**WHAT IS REQUIRED:**
Reproduce the lines below, substituting "widest part" for each occurrence of "thickest part" and changing nothing else.

Pointing dataset records:
━━━━━━━━━━━━━━━━━━━━
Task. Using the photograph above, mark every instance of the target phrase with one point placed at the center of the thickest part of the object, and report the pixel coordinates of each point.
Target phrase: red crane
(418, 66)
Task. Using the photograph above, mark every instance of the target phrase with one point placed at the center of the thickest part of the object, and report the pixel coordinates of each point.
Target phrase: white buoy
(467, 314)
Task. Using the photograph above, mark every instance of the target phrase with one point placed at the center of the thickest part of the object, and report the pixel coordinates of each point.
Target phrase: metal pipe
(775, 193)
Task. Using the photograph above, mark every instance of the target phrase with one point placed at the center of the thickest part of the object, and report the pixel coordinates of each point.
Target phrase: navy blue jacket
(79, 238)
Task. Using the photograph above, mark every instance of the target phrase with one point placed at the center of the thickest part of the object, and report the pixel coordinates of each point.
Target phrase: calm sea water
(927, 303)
━━━━━━━━━━━━━━━━━━━━
**THE SOLUTION:**
Task. Using the photograph above, mark every instance of the target phrase with one point placed at the center of the widest part of the object, and report the pixel coordinates of each point.
Target phrase: red crane
(418, 66)
Task. Using the photograph above, mark every instance of the target phrase with one point placed at the center of the widest part of the object, and report the pixel coordinates of each point.
Target phrase: white buoy
(467, 314)
Task. Using the photograph above, mark every instance of the target phrase with one point placed at the center of the widest part of the object, and report the pixel coordinates of each point.
Target phrase: metal pipe
(775, 193)
Task. Using the photograph above, mark every instance of the target phrase with one point placed at the center of the widest part of the object, and report the pixel coordinates of each point.
Target phrase: navy blue jacket
(79, 238)
Task. Using the photograph above, mark every instance of the target phrase with one point placed at the center of the widest part of the object, and report the pixel coordinates of each point.
Target phrase: calm sea water
(927, 303)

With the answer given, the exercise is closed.